### DATA SECTION
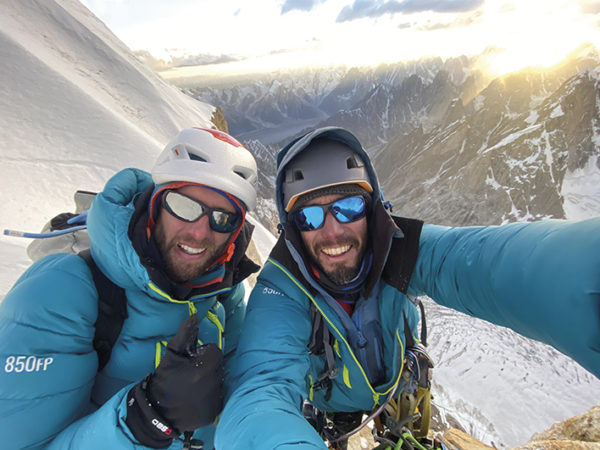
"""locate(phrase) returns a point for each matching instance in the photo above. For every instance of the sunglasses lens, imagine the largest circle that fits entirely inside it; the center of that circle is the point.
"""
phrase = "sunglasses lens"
(190, 210)
(309, 218)
(223, 222)
(349, 209)
(345, 210)
(182, 207)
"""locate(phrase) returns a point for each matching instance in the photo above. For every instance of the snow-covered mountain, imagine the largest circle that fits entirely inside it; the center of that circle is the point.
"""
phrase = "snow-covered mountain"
(75, 107)
(450, 145)
(73, 97)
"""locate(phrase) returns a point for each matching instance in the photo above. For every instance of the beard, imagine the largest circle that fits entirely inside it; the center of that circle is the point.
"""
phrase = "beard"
(182, 271)
(341, 273)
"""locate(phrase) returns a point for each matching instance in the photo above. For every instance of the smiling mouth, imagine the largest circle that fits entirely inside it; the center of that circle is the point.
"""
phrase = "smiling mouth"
(191, 250)
(336, 251)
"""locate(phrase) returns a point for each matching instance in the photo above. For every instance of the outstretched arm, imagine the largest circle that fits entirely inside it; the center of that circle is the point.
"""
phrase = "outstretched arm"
(268, 380)
(541, 279)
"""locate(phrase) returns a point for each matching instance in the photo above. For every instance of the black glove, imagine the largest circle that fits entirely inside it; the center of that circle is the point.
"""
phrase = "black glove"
(184, 393)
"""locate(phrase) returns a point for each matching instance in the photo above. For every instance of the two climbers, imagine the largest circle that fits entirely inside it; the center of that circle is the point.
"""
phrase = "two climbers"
(175, 241)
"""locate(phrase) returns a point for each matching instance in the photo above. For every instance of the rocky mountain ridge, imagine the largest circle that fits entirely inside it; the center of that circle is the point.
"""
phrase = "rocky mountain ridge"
(450, 146)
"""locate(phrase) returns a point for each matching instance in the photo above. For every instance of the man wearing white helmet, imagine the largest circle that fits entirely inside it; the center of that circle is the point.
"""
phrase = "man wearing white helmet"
(330, 319)
(175, 242)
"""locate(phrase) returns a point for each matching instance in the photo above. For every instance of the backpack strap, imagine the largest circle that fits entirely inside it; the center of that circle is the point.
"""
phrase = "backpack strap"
(112, 311)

### WHAT THE EXERCISE ASKS
Would you copy out the data exactly, leaving every picture out?

### YOUR SOLUTION
"""locate(phrase) returns a point for each matching instance in the photo above. For every instance of the sunglasses lens, imagine the largest circle that fits entirely inside it; the center of that circle is the point.
"""
phrase = "sunglasses lens"
(190, 210)
(309, 218)
(223, 222)
(349, 209)
(345, 210)
(182, 207)
"""locate(phrase) returns a point for each matching instance in the photo above. For every instance of the snow-covered mountain, imagine the largest circle that fits entirely inside it; the center of that circle is the point.
"""
phrase = "snow-covered mountain"
(75, 107)
(450, 145)
(73, 97)
"""locate(phrase) returns a point for each matching instance in the photo above. For every instance of the beard, imagine the largest circle that fits entirely inside it; the center of that circle is the point.
"""
phrase = "beard"
(182, 271)
(341, 273)
"""locate(phrase) returns a point for each matching instance in the photo above. For every instance of the smiling mouth, imagine the largest circle that fits entirely inside it; the center of that circle is the point.
"""
phrase = "smiling mouth"
(191, 250)
(336, 251)
"""locate(phrase) returns a point for each matching instance in the photo above. For every instance of the outstretched arm, imagine the largest circle that fits entirely inside it; the center of that circle is the point.
"""
phrase = "outstretched arm"
(268, 380)
(541, 279)
"""locate(phrase) returns a point for each matching instance in the photo above. For every instance of the black glove, imagine the largest circle that fits entirely inside it; the center of that circle is the point.
"""
phrase = "black glove"
(184, 393)
"""locate(phrase) returns a point for each matching instance in the photo above. For every instance of the two climbers, imagine the largest circle that fits entirely inside it; the center of that circle is the point.
"""
phrase = "two climbers"
(175, 241)
"""locate(phrase) returns a point for each matching instance in the photo above. For every instance of the rocky mountain ridge, imagine the largest circle that fits entirely inside it; the center of that circle is the point.
"""
phrase = "rocky mountain ridge"
(450, 146)
"""locate(phrase) returns a point for each matching instance in the photo above. For every instance of the man wearing white helmet, imagine the largest circle that fits entirely inside it; the center of that circle is the point.
"""
phrase = "man wearing white helmet"
(330, 319)
(175, 242)
"""locate(phrase) returns a point for each matching instance in the photo above. For every instance of the backpack strap, imagine the largest circle that fits entirely inside it; the center of that circle is the point.
"""
phrase = "backpack strap"
(112, 311)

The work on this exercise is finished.